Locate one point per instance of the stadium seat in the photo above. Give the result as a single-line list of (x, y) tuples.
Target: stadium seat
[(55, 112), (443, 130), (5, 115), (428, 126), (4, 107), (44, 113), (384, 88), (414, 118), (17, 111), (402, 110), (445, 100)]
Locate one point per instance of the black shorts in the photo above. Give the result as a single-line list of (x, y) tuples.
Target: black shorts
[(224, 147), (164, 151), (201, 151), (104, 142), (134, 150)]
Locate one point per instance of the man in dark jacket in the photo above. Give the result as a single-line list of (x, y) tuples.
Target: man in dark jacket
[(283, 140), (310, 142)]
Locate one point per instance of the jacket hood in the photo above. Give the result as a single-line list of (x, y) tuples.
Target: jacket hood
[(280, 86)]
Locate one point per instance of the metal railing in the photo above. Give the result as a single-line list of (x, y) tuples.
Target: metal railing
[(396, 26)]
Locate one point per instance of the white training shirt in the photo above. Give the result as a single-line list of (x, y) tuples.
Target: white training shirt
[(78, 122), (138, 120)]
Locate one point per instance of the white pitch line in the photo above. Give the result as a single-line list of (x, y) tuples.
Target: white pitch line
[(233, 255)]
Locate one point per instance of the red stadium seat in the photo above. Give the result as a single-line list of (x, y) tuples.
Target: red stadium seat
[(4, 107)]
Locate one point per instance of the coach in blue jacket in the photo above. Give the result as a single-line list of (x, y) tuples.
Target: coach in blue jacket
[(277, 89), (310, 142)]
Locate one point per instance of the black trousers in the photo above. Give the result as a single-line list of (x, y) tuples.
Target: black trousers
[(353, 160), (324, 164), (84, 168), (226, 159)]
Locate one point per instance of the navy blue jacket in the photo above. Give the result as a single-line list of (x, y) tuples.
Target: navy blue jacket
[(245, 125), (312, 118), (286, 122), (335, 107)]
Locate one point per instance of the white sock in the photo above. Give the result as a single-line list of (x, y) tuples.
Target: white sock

* _WHAT THE TASK ASKS_
I'd like every line with the string "Give" copied from the listing.

* _TASK RESPONSE_
Locate one point per instance of the stadium seat in the photo above. Give the result as a single-line list of (x, y) tuples.
Locate one point per instance of the black shorts in the photo above. Give the result as a single-line list of (x, y) tuples.
Locate one point per instance of the man in dark jacket in the photo above. Give the result as a single-line list of (x, y) tuples.
Locate one point per instance of the jacket hood in the photo above. Give the result as a single-line list of (x, y) tuples.
Locate one point per instance of the metal railing in the photo above. Give the result as a single-line list of (x, y) tuples.
Locate one point per instance of the white training shirt in the photo above. Give the result as a single-line list of (x, y) tuples.
Locate one point per instance of the white pitch line in the photo above. Give the result as a single-line list of (x, y) tuples.
Locate one point per instance of the red stadium seat in the photo above. Give the result as a single-line list of (x, y) tuples.
Locate one point per instance of the coach in blue jacket in the photo above. Give the result as a single-line list of (x, y) tuples.
Locate one point per instance of the black trousers in the photo above. Give the result as a single-line list of (x, y) tuples.
Locate one point per instance of the navy blue jacket in the photo above. Give the result as a single-line list of (x, y) tuples.
Locate one point per instance of the white sock in the photo above. Give the result as a single-line list of (x, y) tuples.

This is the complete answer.